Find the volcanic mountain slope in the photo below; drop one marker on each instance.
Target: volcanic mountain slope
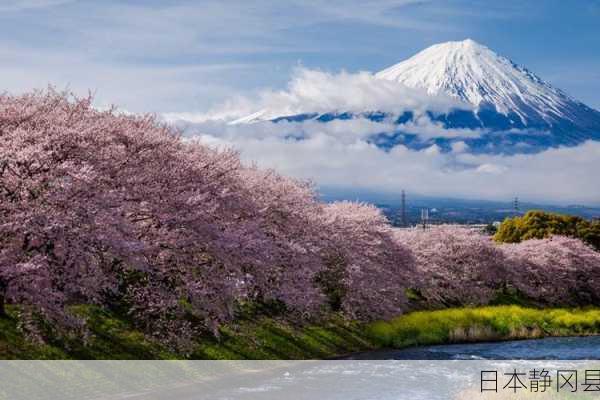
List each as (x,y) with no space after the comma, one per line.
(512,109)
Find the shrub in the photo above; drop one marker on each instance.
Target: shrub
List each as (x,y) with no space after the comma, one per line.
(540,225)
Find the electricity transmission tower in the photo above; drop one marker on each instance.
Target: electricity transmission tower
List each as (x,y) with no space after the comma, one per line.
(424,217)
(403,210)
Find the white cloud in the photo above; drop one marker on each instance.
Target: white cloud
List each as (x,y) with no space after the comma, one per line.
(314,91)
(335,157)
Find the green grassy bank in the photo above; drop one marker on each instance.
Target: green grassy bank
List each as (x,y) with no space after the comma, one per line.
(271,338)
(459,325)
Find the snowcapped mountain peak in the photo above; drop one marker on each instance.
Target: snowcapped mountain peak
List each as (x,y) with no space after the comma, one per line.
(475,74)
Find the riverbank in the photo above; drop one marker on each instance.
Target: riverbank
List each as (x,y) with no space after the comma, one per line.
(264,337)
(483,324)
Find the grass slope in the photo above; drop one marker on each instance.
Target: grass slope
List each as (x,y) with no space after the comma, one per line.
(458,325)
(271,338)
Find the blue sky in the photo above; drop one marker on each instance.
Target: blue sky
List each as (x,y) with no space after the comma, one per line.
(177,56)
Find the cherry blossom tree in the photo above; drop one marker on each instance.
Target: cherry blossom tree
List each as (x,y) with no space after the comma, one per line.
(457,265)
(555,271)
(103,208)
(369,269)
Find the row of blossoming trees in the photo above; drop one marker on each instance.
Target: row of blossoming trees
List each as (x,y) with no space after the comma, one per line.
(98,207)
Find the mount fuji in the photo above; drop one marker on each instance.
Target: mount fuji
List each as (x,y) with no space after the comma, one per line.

........

- EXERCISE AIM
Among the records above, find each line holding the string "snowcapped" and pull it out.

- EXPECTED ANSWER
Find the snowcapped mountain peak in the photo above; drop one marker on each instance.
Target: snowcapped mountain peak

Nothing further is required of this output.